DOCUMENT PASSAGE section start
Consultant nutritionist for British Horse Feeds, Dr Tom Shurlock, talks us through the signs of dehydration and how to test for dehydration. He also offers some tips on how to re-hydrate our horses and ponies effectively.
Possibly one of the most unnoticed disorders in the horse is dehydration. Obviously, after exercise, or on a hot day, we are aware that horses need extra water and a full drinker is always available. What may be less obvious is that horses, for whatever reason, may not be drinking enough.
Dehydration does not solely occur through water loss, mainly through the skin as sweat. If water intake is less than water loss, then dehydration occurs.
This balance may be affected by any number of factors. Obvious moisture loss is down to exercise, or a hot day but equally a cold day can have implications; the body responds to cold weather by reducing blood flow to the subcutaneous areas and this is accompanied by fluid loss via the urine. If the horse doesn’t increase fluid intake, dehydration can follow.
Other factors, such as stress, changes in routine or even diet can affect water intake and potentially cause the horse to be dehydrated.
DOCUMENT PASSAGE section end
SUPPLIED ENTRIES section start
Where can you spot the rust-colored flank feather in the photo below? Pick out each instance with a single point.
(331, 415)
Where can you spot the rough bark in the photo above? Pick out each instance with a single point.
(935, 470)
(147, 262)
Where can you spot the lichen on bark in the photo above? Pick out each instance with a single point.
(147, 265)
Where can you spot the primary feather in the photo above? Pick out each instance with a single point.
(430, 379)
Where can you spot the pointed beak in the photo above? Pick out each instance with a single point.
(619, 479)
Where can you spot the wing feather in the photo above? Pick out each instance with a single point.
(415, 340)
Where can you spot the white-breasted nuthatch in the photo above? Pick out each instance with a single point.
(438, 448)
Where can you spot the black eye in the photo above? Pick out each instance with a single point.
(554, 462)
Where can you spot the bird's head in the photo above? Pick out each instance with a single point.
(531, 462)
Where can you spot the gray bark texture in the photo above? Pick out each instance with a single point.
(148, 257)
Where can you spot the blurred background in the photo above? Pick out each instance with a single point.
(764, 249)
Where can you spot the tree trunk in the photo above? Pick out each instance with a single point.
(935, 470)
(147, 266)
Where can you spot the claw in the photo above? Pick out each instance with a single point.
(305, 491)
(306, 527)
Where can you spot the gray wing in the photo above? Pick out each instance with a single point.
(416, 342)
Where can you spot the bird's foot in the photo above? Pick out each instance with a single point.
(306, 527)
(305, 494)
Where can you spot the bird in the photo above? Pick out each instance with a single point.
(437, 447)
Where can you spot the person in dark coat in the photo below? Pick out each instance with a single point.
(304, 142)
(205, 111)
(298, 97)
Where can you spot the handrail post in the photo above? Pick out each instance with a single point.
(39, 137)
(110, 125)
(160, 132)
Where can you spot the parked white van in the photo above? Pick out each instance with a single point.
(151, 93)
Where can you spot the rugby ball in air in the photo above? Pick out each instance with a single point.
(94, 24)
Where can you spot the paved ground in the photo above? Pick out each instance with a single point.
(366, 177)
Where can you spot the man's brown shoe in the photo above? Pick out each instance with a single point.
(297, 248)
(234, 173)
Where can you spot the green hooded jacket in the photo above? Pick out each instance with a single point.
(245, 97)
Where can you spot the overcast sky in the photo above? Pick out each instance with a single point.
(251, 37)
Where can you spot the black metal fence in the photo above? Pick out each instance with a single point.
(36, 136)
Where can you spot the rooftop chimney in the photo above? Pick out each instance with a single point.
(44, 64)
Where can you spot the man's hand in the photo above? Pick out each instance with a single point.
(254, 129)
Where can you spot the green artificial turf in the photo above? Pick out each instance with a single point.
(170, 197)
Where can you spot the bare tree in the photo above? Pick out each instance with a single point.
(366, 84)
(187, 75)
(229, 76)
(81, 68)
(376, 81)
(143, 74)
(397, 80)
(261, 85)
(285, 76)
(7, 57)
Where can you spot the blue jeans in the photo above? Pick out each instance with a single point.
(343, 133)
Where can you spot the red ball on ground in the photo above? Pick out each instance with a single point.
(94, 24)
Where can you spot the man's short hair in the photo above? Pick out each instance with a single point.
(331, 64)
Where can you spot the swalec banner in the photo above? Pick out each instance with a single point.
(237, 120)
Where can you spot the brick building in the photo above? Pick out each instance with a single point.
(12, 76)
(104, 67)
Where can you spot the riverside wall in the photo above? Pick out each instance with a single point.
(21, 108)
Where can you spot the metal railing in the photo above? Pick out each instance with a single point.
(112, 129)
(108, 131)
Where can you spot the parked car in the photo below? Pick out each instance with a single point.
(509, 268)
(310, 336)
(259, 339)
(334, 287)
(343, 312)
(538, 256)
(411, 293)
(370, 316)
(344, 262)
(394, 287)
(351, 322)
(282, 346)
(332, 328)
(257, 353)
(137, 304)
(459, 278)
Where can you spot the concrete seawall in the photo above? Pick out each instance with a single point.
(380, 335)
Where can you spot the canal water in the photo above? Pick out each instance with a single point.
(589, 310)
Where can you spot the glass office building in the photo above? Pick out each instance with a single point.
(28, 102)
SUPPLIED ENTRIES section end
TASK DIRECTIONS | Reproduce the text of the dehydration article above, word for word, between "Consultant nutritionist for" and "and ponies effectively.", inclusive.

SOLUTION FOR THIS TASK |
Consultant nutritionist for British Horse Feeds, Dr Tom Shurlock, talks us through the signs of dehydration and how to test for dehydration. He also offers some tips on how to re-hydrate our horses and ponies effectively.